START Text
In January 2013, Plaintiff saw Scott Jay, M.D., for an evaluation of atrial fibrillation (Tr. 215-17). Dr. Jay noted that Plaintiff adhered to a low-fat, low-cholesterol diet and had an "active lifestyle" (Tr. 216). Dr. Jay opined that
Plaintiff's cardiac condition was stable and recommended conservative treatment (Tr. 215-16).
In March 2013, Dr. Boys noted that Plaintiff had completed radiation therapy without difficulty (Tr. 204). He had mild urethritis but no other particular problems related to the therapy (Tr. 204). Plaintiff reported that he was extremely pleased with the overall results (Tr. 204).
In June 2013, after Plaintiff complained of fatigue and a loss of energy, Dr. Jay opined that Plaintiff's cardiac issues appeared to be stable (Tr. 209-10, 232-35). A sleep study did show some hypoxia, and Plaintiff was started on supplemental oxygen (Tr. 209). Dr. Jay opined that the remainder of Plaintiff's symptoms of fatigue appeared secondary to his hormone therapy (Tr. 209).
Plaintiff returned to Dr. Boys in July 2013, after completing radiation therapy, and reported that he tolerated the therapy well (Tr. 303). Plaintiff continued on hormone therapy and complained of energy loss (Tr. 303). Dr. Boys noted that, aside from energy loss, Plaintiff had no problems at that time (Tr. 304). Plaintiff reported gardening full time and canning many vegetables during the week (Tr. 303). Plaintiff returned to Dr. Boys in November 2013 and continued to report energy issues, which Dr. Boys believed could be hormone-related (Tr. 299).
Throughout 2013, Plaintiff received treatment from his primary physician, Elliott Smith, M.D. (Tr. 314-20). Plaintiff reported severe malaise and fatigue and received a series of Vitamin B-12 injections (Tr. 315-19). Plaintiff also reported bone and joint pain, for which he received medication (Tr. 314-19).
On December 16, 2013, at the request of the state agency, Plaintiff saw Anna Palmer, M.S., and Diane Whitehead, Ph.D., for a psychological evaluation (Tr. 321-25). Plaintiff denied ever having received mental health treatment (Tr. 322). Regarding his use of medication, he said that he had taken Xanax and Prozac for about a year and Ambien for about three or four years (Tr. 322). Plaintiff reported concentration problems and a few episodes of disorientation, which Ms. Palmer and Dr. Whitehead opined did not appear to be causing significant impairment in his daily functioning on a regular basis (Tr. 323). Plaintiff discussed his daily activities with the providers, which included reading, watching television, using the computer, talking to family and friends, occasionally shopping for groceries and attending church, and some household chores (Tr. 323). Plaintiff said he was no longer able to travel to see his grandchildren in Knoxville and had not been able to go for the last few months due to physical condition (Tr. 323). He also said that he used a riding mower over the summer for very short periods of time (Tr. 323). Ms. Palmer and Dr. Whitehead opined that Plaintiff presented a moderately low level of energy and mildly limited concentration and persistence (Tr. 324). The providers concluded that Plaintiff could perform simple and somewhat detailed work and showed a satisfactory ability to interact with others in an appropriate manner (Tr. 324).
END Text
START Exercise data
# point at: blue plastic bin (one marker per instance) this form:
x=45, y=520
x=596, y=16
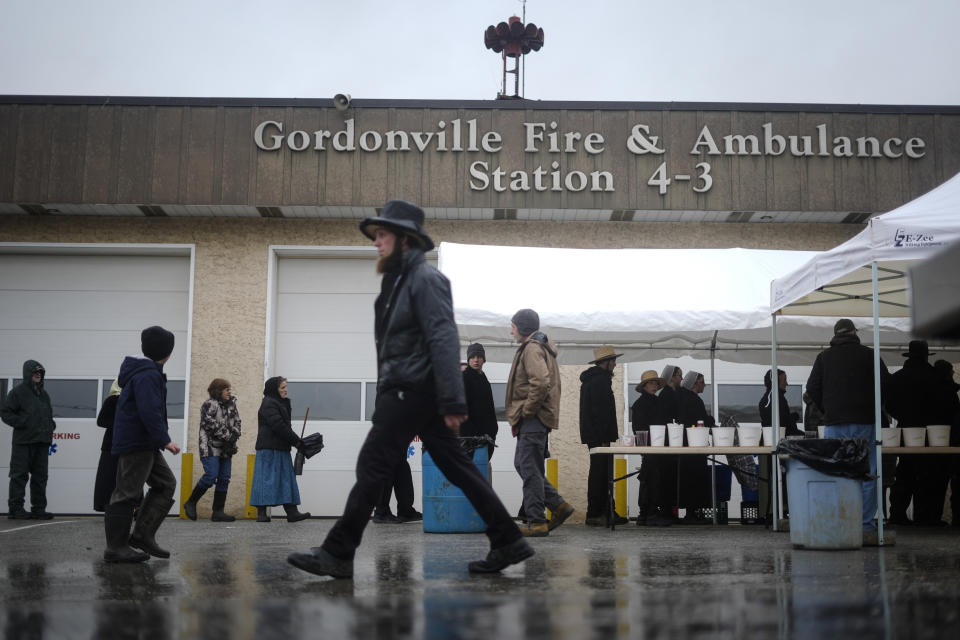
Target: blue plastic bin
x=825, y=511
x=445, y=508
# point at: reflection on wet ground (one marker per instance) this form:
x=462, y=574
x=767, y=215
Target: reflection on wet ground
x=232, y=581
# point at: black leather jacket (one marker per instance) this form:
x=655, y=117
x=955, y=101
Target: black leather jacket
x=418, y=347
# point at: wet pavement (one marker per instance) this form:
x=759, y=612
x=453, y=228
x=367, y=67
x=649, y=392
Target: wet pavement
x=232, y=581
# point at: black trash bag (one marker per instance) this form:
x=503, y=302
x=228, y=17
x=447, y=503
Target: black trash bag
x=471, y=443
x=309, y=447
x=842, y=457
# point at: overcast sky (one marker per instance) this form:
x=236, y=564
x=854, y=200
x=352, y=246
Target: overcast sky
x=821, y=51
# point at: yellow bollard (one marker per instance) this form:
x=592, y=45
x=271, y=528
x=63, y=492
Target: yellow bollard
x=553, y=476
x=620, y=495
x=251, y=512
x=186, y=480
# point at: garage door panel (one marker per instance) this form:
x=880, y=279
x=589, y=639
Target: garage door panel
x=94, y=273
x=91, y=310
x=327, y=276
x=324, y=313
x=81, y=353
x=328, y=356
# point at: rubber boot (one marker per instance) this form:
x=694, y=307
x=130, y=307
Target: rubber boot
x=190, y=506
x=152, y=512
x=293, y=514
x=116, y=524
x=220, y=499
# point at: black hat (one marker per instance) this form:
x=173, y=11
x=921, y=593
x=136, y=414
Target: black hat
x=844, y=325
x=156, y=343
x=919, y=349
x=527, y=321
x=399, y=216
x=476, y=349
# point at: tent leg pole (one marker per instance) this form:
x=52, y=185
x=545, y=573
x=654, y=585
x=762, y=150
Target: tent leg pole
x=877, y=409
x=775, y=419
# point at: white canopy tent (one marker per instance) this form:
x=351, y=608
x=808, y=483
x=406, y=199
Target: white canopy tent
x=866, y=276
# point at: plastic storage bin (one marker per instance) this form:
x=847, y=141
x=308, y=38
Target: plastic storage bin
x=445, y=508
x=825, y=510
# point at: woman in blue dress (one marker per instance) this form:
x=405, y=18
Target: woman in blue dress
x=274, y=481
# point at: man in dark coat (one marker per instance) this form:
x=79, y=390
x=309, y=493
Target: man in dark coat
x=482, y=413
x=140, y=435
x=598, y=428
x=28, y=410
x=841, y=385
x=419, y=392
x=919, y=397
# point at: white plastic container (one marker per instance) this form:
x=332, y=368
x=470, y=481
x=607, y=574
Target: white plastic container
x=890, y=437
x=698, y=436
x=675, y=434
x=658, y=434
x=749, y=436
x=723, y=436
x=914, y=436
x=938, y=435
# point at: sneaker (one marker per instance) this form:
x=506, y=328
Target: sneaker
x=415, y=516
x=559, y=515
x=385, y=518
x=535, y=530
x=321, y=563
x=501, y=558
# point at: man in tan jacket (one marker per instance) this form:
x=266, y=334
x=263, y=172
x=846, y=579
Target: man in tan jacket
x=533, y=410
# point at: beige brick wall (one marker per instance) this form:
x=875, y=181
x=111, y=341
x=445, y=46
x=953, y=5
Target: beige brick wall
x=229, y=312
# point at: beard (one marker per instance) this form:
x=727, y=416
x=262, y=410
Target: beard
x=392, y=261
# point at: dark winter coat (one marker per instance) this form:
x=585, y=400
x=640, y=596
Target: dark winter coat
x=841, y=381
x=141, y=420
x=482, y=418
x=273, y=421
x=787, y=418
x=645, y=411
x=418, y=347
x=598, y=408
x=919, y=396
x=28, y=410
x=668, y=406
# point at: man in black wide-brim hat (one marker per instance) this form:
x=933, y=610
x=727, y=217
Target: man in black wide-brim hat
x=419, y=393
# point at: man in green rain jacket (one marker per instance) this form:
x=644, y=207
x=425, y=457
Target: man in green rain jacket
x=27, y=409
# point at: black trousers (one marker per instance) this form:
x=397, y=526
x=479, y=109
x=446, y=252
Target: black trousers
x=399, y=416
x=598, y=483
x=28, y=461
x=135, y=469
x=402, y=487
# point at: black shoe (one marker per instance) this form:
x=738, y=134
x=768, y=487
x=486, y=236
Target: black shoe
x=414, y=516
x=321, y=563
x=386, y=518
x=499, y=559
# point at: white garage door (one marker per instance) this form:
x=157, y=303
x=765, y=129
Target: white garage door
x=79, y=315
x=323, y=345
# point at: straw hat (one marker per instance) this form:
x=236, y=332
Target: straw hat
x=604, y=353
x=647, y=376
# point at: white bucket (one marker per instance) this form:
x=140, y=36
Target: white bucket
END Exercise data
Reproduce the passage of the medical summary above starting at the words "Plaintiff returned to Dr. Boys in July" and stopping after "hormone-related (Tr. 299).".

» Response to the exercise
Plaintiff returned to Dr. Boys in July 2013, after completing radiation therapy, and reported that he tolerated the therapy well (Tr. 303). Plaintiff continued on hormone therapy and complained of energy loss (Tr. 303). Dr. Boys noted that, aside from energy loss, Plaintiff had no problems at that time (Tr. 304). Plaintiff reported gardening full time and canning many vegetables during the week (Tr. 303). Plaintiff returned to Dr. Boys in November 2013 and continued to report energy issues, which Dr. Boys believed could be hormone-related (Tr. 299).